PROBLEM REQUIREMENTS: Where the string "rocky" occurs in the material below, report the whole line.

===============

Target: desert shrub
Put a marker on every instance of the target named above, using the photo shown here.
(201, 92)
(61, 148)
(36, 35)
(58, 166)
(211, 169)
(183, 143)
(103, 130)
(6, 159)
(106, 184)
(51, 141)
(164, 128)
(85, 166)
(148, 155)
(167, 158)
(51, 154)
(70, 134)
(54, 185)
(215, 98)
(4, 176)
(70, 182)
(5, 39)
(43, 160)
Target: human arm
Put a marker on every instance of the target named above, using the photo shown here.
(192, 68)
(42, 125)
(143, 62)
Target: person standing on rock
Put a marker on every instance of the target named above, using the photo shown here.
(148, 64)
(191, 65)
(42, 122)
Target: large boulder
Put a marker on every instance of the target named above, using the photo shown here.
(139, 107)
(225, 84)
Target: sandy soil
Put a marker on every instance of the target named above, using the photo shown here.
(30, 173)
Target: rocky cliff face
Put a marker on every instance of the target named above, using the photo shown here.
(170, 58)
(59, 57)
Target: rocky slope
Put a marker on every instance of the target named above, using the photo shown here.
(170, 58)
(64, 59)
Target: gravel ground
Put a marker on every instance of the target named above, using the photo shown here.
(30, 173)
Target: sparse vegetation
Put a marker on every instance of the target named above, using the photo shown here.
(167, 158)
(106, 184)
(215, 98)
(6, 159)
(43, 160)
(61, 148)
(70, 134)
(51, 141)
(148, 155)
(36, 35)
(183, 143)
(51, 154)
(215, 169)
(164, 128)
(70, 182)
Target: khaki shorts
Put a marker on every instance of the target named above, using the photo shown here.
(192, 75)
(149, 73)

===============

REPLY TO THE EXERCISE:
Target: rocky cliff face
Target: rocky slope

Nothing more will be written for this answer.